EXERCISE REQUIREMENTS
For this exercise, return all the data word for word, with images left out.
——
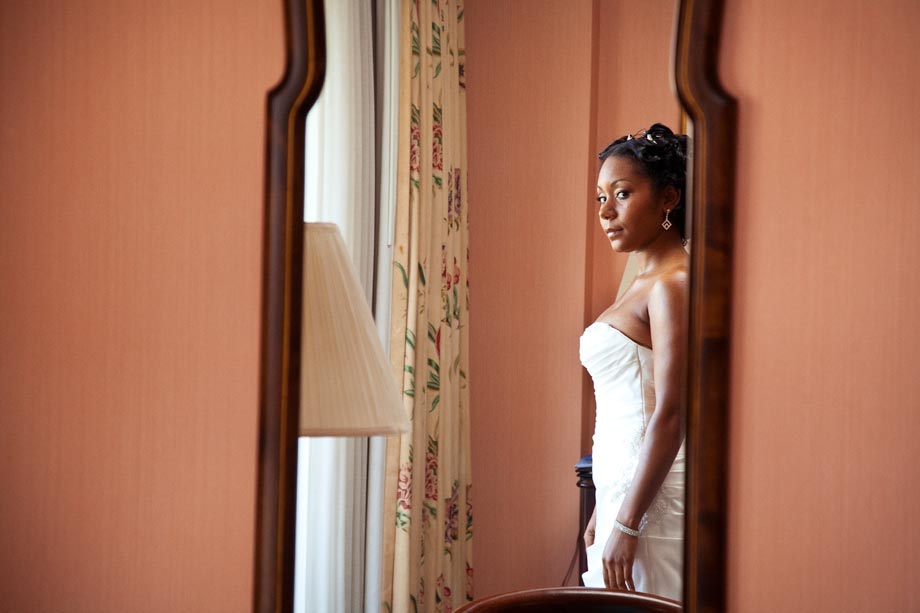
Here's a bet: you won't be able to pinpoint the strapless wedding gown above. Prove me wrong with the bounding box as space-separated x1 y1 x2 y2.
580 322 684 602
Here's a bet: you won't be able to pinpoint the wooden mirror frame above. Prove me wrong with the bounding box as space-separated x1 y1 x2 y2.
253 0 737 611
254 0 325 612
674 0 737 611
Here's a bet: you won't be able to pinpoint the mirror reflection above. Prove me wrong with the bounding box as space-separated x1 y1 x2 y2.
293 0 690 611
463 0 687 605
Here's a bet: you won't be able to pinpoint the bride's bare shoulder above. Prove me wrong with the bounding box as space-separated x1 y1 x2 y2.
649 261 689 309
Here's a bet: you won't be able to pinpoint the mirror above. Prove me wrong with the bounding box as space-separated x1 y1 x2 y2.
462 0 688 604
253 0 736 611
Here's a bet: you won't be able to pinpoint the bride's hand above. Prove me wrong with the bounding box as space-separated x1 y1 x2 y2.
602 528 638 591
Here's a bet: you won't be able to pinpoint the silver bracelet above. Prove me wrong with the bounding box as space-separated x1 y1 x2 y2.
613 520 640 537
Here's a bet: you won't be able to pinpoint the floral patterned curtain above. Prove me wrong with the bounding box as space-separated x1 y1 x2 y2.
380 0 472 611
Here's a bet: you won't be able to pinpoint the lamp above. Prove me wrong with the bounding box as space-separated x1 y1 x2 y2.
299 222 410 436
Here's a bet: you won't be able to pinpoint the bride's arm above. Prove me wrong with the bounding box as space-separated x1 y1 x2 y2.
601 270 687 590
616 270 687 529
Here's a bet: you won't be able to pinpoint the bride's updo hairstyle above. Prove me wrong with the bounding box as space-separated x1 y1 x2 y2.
——
WRITTEN SOLUTION
Here's a bet: you won't be able to pinpoint the strapless wedding gown above. Prove me wrong with the bounding box as space-separated x1 y1 x2 y2.
580 322 684 602
Here's a bet: you won't be able to pinpoint the wooden mirror frame above. Prove me wrong with the bounding box as space-separated x1 y1 x2 y2.
253 0 737 611
254 0 325 612
674 0 737 611
Here's a bet: you won't be able to pinpoint the mirror reflection above. Prove me wrong with the bounding box as space-separated x1 y1 x2 y2.
293 0 690 611
463 0 687 605
Here's a bet: you won't be able to pinpoint the bride's bare shoulder above. Prove me wrong with the bounding box as space-separated x1 y1 x2 y2.
649 261 689 309
Here's a bet: you won't be able to pinpoint the mirror above. Prove me wrong with the bounding box as space-separated x1 y1 x2 y2.
462 0 688 604
253 0 736 611
Here's a bet: you won't be able to pinpoint the bride's hand above. Prove me wrong with the bounding box as space-separated x1 y1 x2 y2.
602 528 638 591
Here's a bet: you won't be able to pinpoint the silver bracelet above. Prove me wrong with the bounding box as space-separated x1 y1 x2 y2.
613 520 640 537
Here's a bet: you won't be able to pinpoint the floral patterned curtain above. Prove me wrong with the bounding box as space-separated x1 y1 x2 y2.
380 0 472 611
Here's a bet: you won't be able to pinpoint the lamp above. Prove me wrong with the bounding box as space-separated x1 y1 x2 y2.
299 222 410 436
Here's a bet: you won't be able to pinpoint the bride's arm above. Prove me wrong with the bounding box as space-separated x1 y1 x2 y2.
601 270 687 590
616 270 687 529
Here's a bet: you won't be able to pinpoint the bride's updo hairstyle above. Prove me wrong with the bounding box as space-separated x1 y1 x2 y2.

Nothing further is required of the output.